══ Extract provided ══

Consider an example shown in figure 23.1 As the water comes out from the vessel with some speed ( generally ( 2gh )^{1/2} ) , it has some momentum, which was initially almost zero , when it is in the container. This change in momentum is due to a force on water ejecting in forward direction and the reaction of this force must be experienced by the container and the liquid inside .

If the hole has a cross section ‘ a ‘ then according to **Torricelli’s theorem** and liquid is coming with a speed ( 2gh )^{1/2} .

Velocity of efflux at that instant

v = ( 2gh )^{1/2}

Change is mass = vaρ

(Change in mass per unit time)

dm/dt = vaρ

we know that ,

F = dp/dt

F = mdv/dt + vdm/dt

Velocity for that particular small instant is constant ,

mdv/dt = 0

So , F = vdm/dt

F = v( vaρ )

F = ρav²

**F = ρav² = 2ρagh**

**Note :** If the velocity of a liquid (or gas) of density p coming out through an opening of area of cross section a is v, then there will be a thrust force F = ρav² due to liquid coming out the opening. The direction of the thrust force will be just opposite to the velocity direction .

═══
══ Provided material ══

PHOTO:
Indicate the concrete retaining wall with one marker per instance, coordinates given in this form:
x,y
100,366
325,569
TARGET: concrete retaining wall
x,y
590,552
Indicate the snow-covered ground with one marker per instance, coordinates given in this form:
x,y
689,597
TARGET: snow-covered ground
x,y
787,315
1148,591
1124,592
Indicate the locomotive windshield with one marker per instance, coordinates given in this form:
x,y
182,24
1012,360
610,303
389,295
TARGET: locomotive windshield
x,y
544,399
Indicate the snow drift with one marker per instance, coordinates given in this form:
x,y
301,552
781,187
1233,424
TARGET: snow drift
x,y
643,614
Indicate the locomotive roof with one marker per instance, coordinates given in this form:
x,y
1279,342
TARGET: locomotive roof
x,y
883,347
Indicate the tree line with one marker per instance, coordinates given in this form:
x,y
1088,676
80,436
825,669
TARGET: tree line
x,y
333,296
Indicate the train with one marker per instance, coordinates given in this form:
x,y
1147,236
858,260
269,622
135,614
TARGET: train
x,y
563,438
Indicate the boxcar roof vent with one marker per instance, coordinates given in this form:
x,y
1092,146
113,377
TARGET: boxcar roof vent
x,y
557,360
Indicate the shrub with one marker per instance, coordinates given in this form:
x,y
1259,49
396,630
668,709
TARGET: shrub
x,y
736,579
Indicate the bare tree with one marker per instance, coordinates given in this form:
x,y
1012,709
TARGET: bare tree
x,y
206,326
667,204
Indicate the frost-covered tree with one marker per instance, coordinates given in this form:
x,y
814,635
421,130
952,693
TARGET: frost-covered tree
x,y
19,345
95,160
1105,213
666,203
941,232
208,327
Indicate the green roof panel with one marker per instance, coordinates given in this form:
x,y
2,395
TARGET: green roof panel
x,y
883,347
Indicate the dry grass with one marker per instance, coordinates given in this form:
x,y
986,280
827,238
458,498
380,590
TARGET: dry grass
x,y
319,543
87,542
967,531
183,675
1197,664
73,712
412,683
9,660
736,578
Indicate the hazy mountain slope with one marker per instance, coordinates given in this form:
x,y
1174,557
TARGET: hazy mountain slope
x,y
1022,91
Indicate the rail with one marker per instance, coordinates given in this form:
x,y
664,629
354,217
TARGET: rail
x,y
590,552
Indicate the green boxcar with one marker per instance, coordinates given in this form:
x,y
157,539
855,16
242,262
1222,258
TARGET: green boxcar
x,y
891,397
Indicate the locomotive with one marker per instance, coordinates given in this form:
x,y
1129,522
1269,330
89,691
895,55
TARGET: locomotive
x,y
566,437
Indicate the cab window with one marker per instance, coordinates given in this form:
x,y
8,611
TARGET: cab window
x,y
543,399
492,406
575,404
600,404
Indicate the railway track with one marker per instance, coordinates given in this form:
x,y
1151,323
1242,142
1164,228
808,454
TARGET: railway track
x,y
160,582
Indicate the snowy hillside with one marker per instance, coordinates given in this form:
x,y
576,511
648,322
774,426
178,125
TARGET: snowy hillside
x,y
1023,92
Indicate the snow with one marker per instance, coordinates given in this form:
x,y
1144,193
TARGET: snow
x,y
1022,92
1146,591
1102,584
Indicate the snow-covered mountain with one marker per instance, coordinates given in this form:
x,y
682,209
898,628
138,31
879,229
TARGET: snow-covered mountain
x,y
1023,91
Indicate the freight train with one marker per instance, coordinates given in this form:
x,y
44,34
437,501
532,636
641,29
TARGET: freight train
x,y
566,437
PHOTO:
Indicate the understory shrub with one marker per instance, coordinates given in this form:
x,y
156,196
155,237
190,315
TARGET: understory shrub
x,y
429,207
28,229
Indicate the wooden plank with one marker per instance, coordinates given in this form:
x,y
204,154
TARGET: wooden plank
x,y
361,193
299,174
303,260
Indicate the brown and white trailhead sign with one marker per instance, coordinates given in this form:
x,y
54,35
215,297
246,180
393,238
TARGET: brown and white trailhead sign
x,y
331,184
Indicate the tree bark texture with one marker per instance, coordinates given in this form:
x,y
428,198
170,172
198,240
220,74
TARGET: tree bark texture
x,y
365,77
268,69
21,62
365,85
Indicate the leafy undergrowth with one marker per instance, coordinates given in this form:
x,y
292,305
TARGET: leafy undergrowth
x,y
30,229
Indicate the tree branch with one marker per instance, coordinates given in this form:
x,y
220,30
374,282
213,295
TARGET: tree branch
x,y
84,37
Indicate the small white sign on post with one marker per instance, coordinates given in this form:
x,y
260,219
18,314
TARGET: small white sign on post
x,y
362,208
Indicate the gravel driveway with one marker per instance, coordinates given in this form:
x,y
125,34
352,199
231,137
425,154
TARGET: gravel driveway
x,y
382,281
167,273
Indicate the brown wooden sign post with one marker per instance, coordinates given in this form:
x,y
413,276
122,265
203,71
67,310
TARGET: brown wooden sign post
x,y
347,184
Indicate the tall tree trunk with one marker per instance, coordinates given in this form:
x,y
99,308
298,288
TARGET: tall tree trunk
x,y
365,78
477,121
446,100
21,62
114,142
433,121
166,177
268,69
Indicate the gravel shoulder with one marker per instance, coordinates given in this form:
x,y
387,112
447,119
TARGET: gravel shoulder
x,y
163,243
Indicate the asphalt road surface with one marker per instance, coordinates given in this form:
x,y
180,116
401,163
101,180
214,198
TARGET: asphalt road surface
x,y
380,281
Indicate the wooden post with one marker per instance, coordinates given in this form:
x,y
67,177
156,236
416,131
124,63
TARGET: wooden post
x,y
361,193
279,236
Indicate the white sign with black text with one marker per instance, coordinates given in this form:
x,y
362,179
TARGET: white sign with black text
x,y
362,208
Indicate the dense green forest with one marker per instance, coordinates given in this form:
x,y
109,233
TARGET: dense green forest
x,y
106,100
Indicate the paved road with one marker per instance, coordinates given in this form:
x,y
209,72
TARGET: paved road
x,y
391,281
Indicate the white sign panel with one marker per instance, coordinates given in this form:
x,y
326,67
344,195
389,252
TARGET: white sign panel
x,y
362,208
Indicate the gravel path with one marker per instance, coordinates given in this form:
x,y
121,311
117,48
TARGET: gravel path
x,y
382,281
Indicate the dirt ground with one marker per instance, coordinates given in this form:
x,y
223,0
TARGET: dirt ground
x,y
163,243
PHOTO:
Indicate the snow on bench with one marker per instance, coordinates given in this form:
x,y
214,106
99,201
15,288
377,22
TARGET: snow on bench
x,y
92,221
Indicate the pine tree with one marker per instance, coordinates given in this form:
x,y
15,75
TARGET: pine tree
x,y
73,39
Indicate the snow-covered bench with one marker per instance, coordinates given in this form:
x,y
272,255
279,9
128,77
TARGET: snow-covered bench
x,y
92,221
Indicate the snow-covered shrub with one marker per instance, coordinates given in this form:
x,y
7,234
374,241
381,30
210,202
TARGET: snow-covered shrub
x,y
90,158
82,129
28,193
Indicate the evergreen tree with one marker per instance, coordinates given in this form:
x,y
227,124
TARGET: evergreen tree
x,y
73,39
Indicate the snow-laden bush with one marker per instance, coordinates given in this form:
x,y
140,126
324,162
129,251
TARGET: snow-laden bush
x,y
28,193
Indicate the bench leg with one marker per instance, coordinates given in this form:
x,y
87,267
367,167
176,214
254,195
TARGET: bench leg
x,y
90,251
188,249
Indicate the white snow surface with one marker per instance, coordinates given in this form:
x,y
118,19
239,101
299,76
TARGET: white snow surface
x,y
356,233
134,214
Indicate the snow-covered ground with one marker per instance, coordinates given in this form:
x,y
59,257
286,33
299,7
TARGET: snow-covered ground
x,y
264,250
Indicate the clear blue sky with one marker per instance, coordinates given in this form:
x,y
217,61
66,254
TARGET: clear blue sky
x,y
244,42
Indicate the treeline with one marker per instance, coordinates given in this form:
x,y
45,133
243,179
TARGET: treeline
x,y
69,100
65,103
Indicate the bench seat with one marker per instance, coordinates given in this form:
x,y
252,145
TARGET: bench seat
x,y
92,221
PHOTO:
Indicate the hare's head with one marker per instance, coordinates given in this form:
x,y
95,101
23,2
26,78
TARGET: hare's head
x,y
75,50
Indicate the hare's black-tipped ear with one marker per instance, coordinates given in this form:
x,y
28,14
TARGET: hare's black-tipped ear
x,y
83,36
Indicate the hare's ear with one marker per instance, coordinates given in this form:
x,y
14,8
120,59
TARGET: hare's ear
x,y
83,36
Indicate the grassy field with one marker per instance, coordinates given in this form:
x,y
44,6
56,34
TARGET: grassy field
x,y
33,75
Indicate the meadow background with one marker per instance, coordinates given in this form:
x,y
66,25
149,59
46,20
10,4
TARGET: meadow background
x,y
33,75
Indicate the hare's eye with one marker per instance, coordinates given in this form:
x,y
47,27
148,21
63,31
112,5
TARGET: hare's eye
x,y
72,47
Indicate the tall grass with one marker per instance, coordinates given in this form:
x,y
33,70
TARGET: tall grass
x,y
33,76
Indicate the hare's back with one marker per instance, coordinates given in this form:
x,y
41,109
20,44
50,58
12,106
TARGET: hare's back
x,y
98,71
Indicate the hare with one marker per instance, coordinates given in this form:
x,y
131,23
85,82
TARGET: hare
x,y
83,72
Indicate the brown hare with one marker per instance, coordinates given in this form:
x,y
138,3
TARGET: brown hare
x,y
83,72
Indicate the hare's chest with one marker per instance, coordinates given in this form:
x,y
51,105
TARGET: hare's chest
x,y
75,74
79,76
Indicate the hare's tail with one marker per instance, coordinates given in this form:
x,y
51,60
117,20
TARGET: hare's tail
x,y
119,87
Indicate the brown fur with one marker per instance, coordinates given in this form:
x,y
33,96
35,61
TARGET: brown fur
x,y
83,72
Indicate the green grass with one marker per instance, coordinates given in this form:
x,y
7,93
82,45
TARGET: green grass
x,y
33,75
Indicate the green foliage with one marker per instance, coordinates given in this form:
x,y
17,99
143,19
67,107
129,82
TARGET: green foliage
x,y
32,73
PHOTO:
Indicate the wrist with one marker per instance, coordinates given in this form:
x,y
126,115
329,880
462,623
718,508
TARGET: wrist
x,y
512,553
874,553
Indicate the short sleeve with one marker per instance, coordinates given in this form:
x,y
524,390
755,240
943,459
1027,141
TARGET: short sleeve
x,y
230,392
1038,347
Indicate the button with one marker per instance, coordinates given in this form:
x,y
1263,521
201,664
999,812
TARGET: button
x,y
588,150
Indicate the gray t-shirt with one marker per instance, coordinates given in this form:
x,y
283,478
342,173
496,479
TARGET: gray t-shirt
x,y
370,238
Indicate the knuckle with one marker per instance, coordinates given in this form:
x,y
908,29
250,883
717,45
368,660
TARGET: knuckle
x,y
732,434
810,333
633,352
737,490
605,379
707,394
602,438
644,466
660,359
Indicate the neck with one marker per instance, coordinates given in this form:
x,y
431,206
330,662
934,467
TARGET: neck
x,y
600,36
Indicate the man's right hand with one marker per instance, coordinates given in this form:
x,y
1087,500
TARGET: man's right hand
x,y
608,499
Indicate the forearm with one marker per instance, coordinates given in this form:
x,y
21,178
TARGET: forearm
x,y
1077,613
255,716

═══

[Jobs]:
(1) Reproduce the stretch of the passage on thrust from escaping liquid from "Consider an example" through "liquid inside .".
(2) In the passage on thrust from escaping liquid, why is the term mdv/dt set to zero? Explain in one to three sentences.

[Responses by task]:
(1)
Consider an example shown in figure 23.1 As the water comes out from the vessel with some speed ( generally ( 2gh )^{1/2} ) , it has some momentum, which was initially almost zero , when it is in the container. This change in momentum is due to a force on water ejecting in forward direction and the reaction of this force must be experienced by the container and the liquid inside .

(2) The term mdv/dt is set to zero because the velocity for that particular small instant is constant. Only vdm/dt remains, so the force becomes F = v(vaρ) = ρav².